* Assignment: The expected output is each line in the data below that includes the string "siding".

* Input data:
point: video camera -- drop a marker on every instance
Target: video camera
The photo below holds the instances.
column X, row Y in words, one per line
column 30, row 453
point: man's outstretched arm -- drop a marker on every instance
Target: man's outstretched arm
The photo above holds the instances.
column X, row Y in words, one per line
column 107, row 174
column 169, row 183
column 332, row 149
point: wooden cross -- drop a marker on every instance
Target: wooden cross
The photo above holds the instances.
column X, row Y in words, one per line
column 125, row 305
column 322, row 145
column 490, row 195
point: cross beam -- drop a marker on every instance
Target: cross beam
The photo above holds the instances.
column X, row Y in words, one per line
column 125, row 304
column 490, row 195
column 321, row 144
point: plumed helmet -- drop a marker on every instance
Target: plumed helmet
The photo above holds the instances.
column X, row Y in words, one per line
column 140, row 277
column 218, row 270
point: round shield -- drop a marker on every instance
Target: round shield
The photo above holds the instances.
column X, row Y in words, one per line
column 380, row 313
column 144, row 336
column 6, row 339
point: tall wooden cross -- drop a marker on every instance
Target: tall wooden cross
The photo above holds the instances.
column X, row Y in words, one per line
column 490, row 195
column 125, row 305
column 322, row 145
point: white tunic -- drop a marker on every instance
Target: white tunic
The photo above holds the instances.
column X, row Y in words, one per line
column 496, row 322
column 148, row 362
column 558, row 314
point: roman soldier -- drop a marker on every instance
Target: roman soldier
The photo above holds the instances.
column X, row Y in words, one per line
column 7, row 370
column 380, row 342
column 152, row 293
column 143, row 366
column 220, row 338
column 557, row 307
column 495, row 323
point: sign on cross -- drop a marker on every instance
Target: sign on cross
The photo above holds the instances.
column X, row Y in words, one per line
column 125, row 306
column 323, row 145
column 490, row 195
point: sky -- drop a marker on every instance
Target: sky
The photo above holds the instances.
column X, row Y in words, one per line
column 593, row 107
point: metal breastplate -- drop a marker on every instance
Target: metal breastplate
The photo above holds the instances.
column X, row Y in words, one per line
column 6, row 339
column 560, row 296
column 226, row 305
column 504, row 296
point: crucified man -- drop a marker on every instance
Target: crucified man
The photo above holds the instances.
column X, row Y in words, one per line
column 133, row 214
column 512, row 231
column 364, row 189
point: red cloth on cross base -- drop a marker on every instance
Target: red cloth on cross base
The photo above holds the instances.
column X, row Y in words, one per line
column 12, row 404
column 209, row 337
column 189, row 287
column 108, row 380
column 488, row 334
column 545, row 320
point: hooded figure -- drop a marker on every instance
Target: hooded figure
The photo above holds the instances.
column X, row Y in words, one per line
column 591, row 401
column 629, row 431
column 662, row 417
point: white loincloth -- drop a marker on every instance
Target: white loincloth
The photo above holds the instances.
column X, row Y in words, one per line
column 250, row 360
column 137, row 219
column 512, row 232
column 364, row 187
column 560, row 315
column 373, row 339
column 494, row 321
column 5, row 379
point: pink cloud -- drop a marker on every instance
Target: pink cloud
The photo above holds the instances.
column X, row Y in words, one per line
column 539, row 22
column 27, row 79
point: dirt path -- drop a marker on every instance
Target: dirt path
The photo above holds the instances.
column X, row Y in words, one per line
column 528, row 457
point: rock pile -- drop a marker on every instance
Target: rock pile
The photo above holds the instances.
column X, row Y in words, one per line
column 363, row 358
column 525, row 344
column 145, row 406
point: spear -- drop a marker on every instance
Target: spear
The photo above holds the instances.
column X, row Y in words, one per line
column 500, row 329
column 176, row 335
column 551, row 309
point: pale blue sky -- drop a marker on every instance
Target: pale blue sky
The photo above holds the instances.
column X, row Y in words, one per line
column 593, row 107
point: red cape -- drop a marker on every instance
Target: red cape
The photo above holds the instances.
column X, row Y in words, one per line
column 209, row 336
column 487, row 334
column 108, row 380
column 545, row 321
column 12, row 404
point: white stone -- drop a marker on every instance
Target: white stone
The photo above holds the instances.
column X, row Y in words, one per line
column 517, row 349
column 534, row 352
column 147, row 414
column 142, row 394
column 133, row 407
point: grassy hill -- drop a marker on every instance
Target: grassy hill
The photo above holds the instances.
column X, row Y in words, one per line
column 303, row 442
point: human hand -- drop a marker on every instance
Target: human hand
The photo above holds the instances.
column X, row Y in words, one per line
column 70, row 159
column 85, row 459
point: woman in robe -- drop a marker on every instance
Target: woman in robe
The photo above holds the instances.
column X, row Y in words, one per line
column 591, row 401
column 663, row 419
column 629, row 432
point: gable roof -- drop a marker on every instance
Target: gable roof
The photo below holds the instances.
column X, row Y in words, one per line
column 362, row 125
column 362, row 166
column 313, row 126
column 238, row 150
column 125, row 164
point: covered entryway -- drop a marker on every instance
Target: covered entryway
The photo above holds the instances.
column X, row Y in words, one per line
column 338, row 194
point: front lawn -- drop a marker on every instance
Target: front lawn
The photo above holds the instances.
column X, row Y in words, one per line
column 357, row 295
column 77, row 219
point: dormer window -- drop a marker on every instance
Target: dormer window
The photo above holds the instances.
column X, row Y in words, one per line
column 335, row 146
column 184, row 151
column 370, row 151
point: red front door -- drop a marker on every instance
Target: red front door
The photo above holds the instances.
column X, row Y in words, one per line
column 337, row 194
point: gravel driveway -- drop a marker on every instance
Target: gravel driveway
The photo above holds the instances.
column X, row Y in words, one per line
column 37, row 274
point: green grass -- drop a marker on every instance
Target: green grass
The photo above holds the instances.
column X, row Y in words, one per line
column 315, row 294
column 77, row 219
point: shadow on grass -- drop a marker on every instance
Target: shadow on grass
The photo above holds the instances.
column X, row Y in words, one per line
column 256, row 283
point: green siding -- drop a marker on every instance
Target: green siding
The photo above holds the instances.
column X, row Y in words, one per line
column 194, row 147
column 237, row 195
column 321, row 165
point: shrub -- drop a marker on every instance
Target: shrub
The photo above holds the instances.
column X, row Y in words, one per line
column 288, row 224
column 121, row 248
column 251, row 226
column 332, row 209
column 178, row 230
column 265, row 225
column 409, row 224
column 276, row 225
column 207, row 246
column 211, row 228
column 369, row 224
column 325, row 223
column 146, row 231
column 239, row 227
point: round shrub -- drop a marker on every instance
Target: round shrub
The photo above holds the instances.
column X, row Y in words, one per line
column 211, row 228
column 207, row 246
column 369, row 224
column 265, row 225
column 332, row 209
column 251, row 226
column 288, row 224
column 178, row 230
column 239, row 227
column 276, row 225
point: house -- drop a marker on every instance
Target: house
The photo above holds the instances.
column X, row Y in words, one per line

* Answer for this exercise:
point: green siding -- drop a marker on every instance
Target: green siding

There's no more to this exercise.